## What to do
Extract, verbatim, all lines starting at the one containing "Reviewer note: check that every instance of the jacket zipper" and ending with the final line of the listing, and no others.

───── Input material ─────

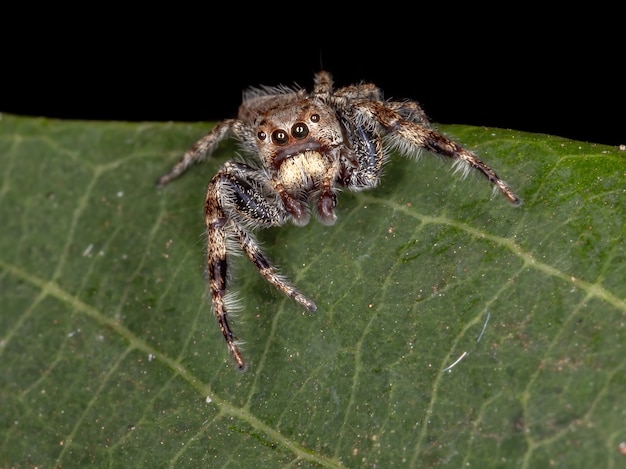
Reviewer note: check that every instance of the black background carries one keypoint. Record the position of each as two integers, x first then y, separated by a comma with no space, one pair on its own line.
561,75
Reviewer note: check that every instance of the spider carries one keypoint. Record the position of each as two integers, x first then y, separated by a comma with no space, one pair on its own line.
302,148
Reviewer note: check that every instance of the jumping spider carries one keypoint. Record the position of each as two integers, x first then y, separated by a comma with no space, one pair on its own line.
304,146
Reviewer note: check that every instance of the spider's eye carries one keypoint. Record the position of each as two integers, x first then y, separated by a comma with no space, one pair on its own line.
299,130
280,137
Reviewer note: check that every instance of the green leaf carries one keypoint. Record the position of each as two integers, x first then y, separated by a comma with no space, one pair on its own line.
111,357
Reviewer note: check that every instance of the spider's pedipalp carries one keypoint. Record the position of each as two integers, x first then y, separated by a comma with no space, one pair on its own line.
301,149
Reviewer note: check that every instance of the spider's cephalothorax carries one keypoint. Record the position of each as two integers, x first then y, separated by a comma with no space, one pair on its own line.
304,146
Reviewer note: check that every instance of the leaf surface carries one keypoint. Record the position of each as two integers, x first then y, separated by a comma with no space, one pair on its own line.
452,329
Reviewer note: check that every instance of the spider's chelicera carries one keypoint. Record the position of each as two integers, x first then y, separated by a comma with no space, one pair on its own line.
303,147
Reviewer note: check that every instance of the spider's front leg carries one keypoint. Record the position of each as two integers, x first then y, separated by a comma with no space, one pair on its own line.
234,202
205,146
411,136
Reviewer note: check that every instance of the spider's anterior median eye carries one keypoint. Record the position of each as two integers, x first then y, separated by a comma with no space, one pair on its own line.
299,130
280,137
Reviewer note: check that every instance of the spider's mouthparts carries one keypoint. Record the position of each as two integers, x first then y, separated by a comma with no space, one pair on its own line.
295,149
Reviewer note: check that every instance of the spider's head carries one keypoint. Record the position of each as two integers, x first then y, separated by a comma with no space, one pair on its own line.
295,128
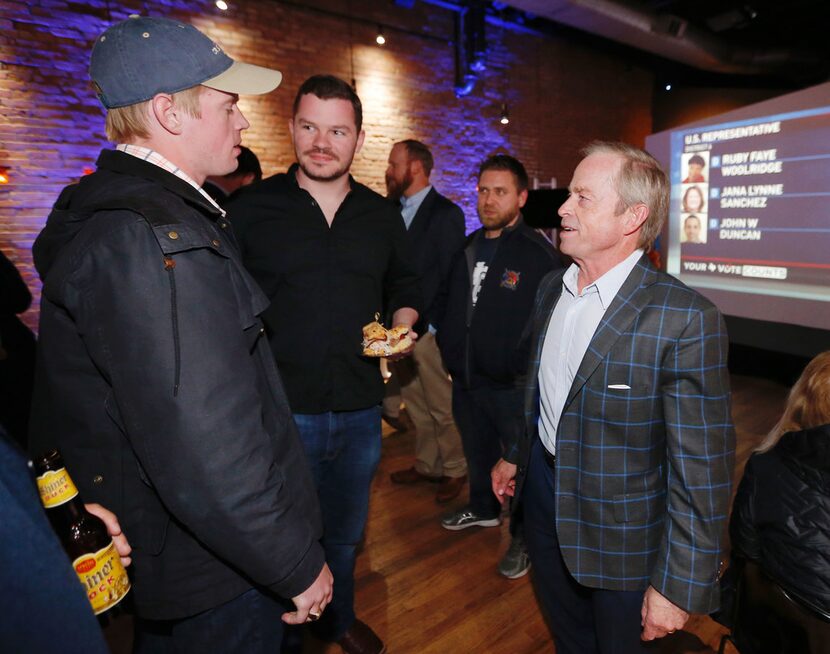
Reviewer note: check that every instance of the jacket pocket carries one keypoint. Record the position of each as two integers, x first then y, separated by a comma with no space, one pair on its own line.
636,507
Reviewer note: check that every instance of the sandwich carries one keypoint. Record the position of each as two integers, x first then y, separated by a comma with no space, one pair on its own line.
381,342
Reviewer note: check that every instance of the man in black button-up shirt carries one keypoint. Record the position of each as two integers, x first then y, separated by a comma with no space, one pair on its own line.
330,254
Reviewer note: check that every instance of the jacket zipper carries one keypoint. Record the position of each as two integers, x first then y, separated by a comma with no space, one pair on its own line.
169,266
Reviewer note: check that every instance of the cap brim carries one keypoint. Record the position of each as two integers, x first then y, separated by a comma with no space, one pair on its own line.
245,79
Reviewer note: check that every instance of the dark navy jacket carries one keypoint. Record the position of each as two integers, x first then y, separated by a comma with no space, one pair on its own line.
481,345
157,384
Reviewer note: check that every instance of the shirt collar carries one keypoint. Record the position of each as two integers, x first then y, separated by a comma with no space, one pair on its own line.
153,157
606,286
417,198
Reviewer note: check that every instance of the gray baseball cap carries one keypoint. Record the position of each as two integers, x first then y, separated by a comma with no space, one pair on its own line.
139,57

─────

## Finished task
Reviewer note: check that every instance of the jacket zipper carries one keypoint. Record the position of each as two integers, x first then y, separated by a comma with no space, one pair on its own line.
169,266
Reviewer note: check that every instance of the cap brim carries one keypoint. Record the position of each as two integers, x first then y, separated by a comma with no space, one pair on its own line.
245,79
Reviewer note: check that every instance of the dark navy jacket carries one keypoint. Record the position of each as two integers, x first then y, separated by a comma with no space, one pair on its own line.
481,345
157,384
Reviewer note: check that every instance of the shirt collar carries one keypoint. Record the position of each as two integers, x first then y, separated by a comma with no space, one pair on its own line.
153,157
606,286
417,198
Reviewer note: check that every instance of the gray baseball cap carries one keypoint. Record the position of each as two integers, x first then y, separated by a comma with no space, one pair on its own line.
139,57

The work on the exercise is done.